● **Teks Kutipan**
.....
Ibrahim berkata lagi, “Sesungguhnya kamu dan bapak-bapakmu berada dalam kesesatan yang nyata.” (QS. Al Anbiyaa’: 54)
Kaumnya menjawab, “Apakah kamu datang kepada kami dengan sungguh-sungguh ataukah kamu termasuk orang-orang yang bermain-main?” (QS. Al Anbiyaa’ : 55)
Ibrahim menjawab, “Sebenarnya Tuhan kamu ialah Tuhan langit dan
bumi yang telah menciptakannya: dan aku termasuk orang-orang yang dapat
memberikan bukti atas yang demikian itu.” (QS. Al Anbiyaa’: 56)
Ketika Nabi Ibrahim ‘alaihissalam melihat kaumnya tetap
kokoh di atas penyembahan kepada patung, maka Beliau memikirkan
bagaimana caranya menghancurkan patung-patung itu agar mereka mau
berpikir.
Abu Ishaq mengatakan dari Abul Ahwash dari Abdullah, ia berkata,
“Ketika kaum Nabi Ibrahim keluar menuju tempat mereka berhari raya,
kaumnya –ada yang mengatakan “bapaknya”- melewati Nabi Ibrahim sambil
berkata, “Wahai Ibrahim, mengapa kamu tidak ikut bersama kami?” Ibrahim
menjawab, “Sesungguhnya aku sedang sakit dari kemarin,” Nabi Ibrahim pun
melanjutkan kata-katanya, “Demi Allah, sesungguhnya aku akan melakukan tipu daya terhadap berhala-berhalamu setelah kamu pergi meninggalkannya.” Maka salah seorang di antara kaumnya ada yang mendengar kata-kata itu.
Dengan diam-diam Nabi Ibrahim ‘alaihissalam
pergi menuju ke tempat patung-patung itu berada, saat melihat di
hadapan patung-patung itu banyak makanan, maka Ibrahim mengejek
patung-patung itu dengan berkata, “Mengapa kalian tidak makan dan mengapa kalian tidak bicara-bicara?”
Segeralah Nabi Ibrahim menghancurkan berhala-berhala hingga
terpotong-potong menggunakan kapaknya, kecuali berhala yang paling
besar.
Menurut sejarah, Nabi Ibrahim menaruh kapaknya (yang digunakan untuk
menghancurkan patung-patung) di tangan patung yang paling besar, agar
kaumnya mengira bahwa patung inilah yang menghancurkannya dan ia tidak
rela ada yang menyembah selainnya.
.....
● **Data yang Diberikan**
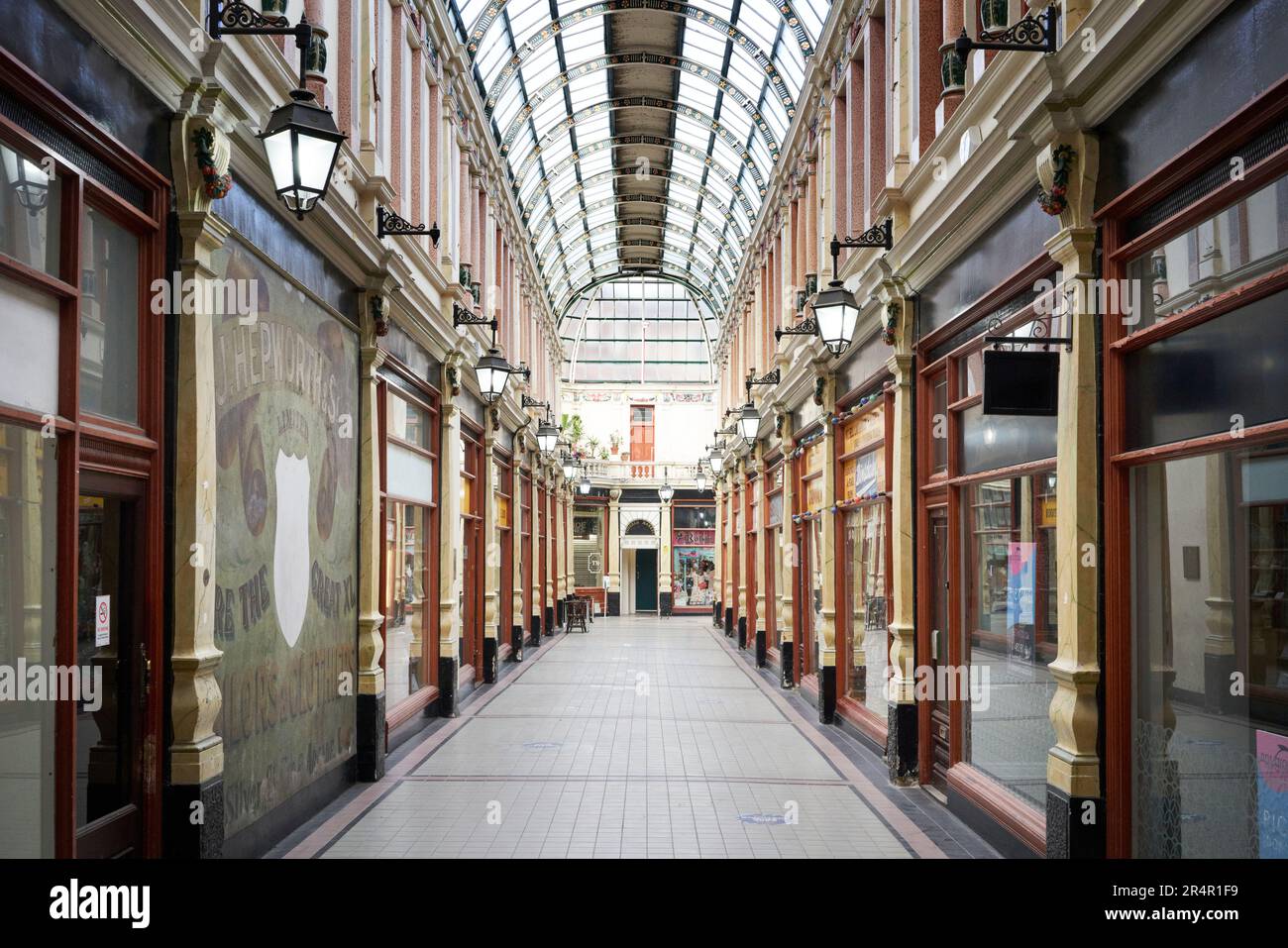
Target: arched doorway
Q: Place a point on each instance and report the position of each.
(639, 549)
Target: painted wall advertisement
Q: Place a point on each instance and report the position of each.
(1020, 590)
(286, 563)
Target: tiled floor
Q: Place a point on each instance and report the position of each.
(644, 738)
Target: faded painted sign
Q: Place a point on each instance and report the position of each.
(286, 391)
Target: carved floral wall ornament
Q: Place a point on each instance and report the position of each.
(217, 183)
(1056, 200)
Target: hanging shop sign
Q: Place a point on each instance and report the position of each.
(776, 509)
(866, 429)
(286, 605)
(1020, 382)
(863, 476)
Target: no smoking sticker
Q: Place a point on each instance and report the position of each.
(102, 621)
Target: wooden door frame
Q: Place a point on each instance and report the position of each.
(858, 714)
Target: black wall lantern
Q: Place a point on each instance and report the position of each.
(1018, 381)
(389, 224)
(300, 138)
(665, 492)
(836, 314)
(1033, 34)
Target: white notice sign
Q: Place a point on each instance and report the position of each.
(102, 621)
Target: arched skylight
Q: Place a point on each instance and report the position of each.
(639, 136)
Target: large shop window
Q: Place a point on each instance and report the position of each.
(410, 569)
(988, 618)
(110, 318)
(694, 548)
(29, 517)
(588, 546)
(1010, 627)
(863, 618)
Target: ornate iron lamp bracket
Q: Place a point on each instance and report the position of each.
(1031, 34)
.....
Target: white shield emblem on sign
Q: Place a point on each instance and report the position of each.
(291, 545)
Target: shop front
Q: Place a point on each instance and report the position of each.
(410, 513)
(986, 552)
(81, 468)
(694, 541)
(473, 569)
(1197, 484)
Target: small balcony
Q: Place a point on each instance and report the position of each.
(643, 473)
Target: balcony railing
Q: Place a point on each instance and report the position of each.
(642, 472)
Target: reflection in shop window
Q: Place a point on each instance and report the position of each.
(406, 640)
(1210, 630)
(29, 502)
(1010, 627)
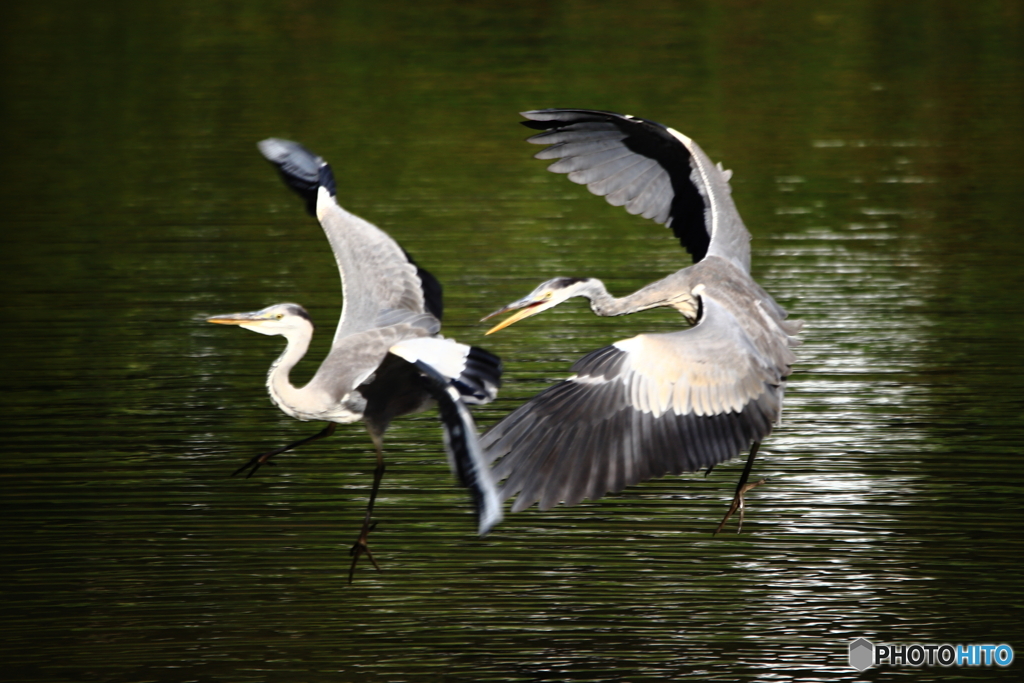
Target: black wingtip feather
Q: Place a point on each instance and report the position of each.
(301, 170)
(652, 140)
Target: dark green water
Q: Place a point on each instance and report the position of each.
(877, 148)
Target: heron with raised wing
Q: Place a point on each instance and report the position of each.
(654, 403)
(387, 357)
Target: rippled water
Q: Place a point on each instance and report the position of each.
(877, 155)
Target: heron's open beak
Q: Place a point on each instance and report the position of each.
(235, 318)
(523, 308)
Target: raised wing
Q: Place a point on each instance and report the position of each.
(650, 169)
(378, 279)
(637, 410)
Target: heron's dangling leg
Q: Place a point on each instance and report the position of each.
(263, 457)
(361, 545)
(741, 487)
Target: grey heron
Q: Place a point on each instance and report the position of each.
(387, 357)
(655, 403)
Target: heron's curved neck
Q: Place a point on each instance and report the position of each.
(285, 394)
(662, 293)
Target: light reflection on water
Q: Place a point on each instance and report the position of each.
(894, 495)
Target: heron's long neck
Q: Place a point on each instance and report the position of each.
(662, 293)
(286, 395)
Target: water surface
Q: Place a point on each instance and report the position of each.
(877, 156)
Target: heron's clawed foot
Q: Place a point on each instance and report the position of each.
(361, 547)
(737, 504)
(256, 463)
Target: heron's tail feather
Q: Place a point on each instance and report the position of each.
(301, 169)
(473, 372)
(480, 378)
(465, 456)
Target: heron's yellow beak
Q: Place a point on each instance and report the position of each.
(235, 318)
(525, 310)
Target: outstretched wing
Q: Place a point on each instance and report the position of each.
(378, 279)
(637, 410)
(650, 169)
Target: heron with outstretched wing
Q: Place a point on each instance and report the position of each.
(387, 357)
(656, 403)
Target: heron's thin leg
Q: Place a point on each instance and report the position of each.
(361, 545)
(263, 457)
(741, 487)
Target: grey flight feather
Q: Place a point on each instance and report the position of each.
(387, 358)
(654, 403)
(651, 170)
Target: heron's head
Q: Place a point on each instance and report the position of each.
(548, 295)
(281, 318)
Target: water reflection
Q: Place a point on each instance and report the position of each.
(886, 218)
.....
● **Tujuan Tugas**
Periksa apakah setiap pernyataan di bawah ini sesuai dengan teks tentang Nabi Ibrahim dan berhala kaumnya. Untuk tiap pernyataan, jawab ya atau tidak lalu kutip kata-kata teks yang menentukannya.
1. Nabi Ibrahim menghancurkan semua berhala tanpa terkecuali.
2. Nabi Ibrahim berkata kepada kaumnya bahwa ia sedang sakit.
3. Di hadapan patung-patung itu terdapat banyak makanan.
Baris-baris data ini diambil dari sumber yang berbeda.

● **Jawaban**
1. Tidak, karena teks menyebut "kecuali berhala yang paling besar."
2. Ya, karena teks menyebut "Sesungguhnya aku sedang sakit dari kemarin,"
3. Ya, karena teks menyebut "di hadapan patung-patung itu banyak makanan"